==== Przekazany fragment ====

Wydatek 800zł na niewiadomo jaki silnik. Co prawda młodszy przebieiem ale nie wiadomo czy właśnie nie zbliża się czas na pierwsza wymianę uszczelki i uszczelniaczy zaworów.

Remont mojego to 1000zł sama góra (głowica, pierścienie, rozrząd) lub 1500 z panewkami. O skrzyni nie wspomne bo to kolejne 200zł

Jakbym sam chciał zrobić głowicę i rozrząd i skrzynię to bym wydał 600zł ale zajeło by mi to ponad 4dni i bałbym się, że coś bym spierd...

Postanowiłem. Wymienić sam rozrząd i założyć nową pompę wody. Pilnowac oleju tak jak to robię juz od samego początku i dodatkowo skontrolować dokładnie czy to na pewno się leje ze skrzyni i jeśli tak to do niej tez dolewać.

==== Dostarczone dane ====

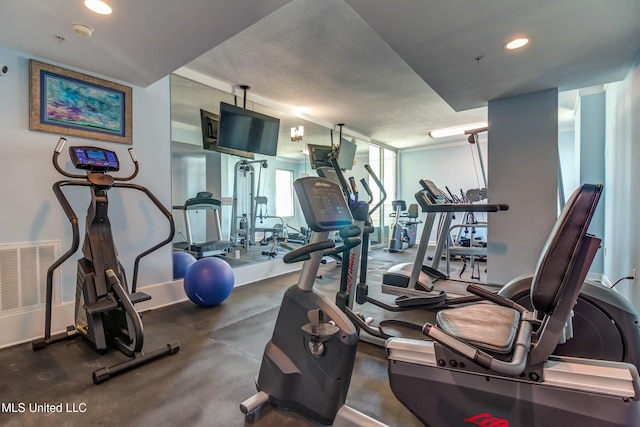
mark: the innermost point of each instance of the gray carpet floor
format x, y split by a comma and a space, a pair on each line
201, 385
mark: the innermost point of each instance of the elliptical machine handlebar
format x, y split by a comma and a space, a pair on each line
380, 188
56, 164
350, 240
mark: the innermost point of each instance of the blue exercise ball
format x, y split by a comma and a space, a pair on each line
209, 281
181, 263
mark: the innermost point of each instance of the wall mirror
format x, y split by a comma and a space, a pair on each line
237, 186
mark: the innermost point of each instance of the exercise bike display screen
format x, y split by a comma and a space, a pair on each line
94, 159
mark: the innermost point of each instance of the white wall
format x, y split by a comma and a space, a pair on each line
31, 212
455, 165
523, 158
622, 154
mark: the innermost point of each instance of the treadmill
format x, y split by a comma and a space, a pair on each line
417, 275
213, 243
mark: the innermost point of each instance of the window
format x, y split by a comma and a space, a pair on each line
284, 193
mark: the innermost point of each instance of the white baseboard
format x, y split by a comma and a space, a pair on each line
27, 326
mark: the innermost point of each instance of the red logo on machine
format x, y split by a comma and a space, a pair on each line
487, 420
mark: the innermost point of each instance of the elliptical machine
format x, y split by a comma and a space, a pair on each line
308, 362
104, 309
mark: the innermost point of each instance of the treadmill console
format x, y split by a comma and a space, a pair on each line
94, 159
323, 204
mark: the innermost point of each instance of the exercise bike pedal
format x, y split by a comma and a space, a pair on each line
101, 306
137, 297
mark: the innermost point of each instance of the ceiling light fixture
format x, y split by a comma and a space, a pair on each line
83, 30
98, 6
516, 43
297, 133
455, 130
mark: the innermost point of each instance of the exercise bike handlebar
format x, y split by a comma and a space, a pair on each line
134, 159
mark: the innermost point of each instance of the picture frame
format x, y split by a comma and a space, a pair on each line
70, 103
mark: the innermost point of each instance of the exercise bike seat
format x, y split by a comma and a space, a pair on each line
487, 326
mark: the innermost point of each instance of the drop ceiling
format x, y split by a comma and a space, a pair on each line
390, 71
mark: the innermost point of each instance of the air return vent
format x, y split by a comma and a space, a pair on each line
23, 276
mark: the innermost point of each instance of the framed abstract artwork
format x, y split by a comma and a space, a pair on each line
71, 103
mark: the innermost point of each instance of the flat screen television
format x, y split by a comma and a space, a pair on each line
246, 130
209, 123
319, 155
346, 154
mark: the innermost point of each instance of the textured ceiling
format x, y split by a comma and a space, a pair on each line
389, 70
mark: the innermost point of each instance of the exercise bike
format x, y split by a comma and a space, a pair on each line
492, 364
104, 308
308, 363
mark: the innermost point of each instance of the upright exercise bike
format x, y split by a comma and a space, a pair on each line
308, 362
104, 308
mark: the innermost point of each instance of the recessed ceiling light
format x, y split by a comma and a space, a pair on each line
98, 6
83, 30
455, 130
516, 43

====

## Zadania do wykonania
1: Proszę wymienić wszystkie kwoty pieniędzy, które pojawiają się w tekście o remoncie silnika.
2: Proszę kontynuować tekst o remoncie silnika, zaczynając po jego ostatnim zdaniu.
Wpisy nie są potrzebne do wykonania zadań.

## Odpowiedzi na zadania
1: 800 zł, 1000 zł, 1500 zł, 200 zł, 600 zł

2:
Wyczyszczę pojemnik wyrównawczy płynu chłodniczego i będe mógł zobaczyć w jakim tempie się tam olej pojawi.

Jak myslicie do wiosny wytrzyma ta uszczelka pod głowicą??

Nie moge tak pochopnie wywalić 1000zł na cos czego nie jestem pewien zwłaszcza jak kasy ciągle jest zbyt mało.

Na pocieszenie wyregulowałem dzisiaj zawory (troszkę bardziej w stronę niższej wartości jaka daje odchyłka, czyli ssący na 0,15 a wydech na 0,25) i traktor spod maski zamilkł. Pozostał tylko dźwięk pykania aparatu zapłonowego oraz rzężenie rolki i pompy wody. Aż się przestraszyłem jak usłyszałem jak teraz głosny był aparat zapłonowy. Masakryczna różnica i od razu zacząłem go bardziej lubić.

pozdro

: 15 paź ndz, 2006 11:26 pm
autor: moralez
wydech na 0,25 to troszku malo ja ostatnio zmienilem na 0,30 i mam wrazenie ze samochod zrobil sie zywszy(a odglosy takie jak przy 0,25) :mrgreen:
swoja droga jesli bys zmienial silnik to najlepiej wersja max silnikow TU z 205 tj 1,4 8)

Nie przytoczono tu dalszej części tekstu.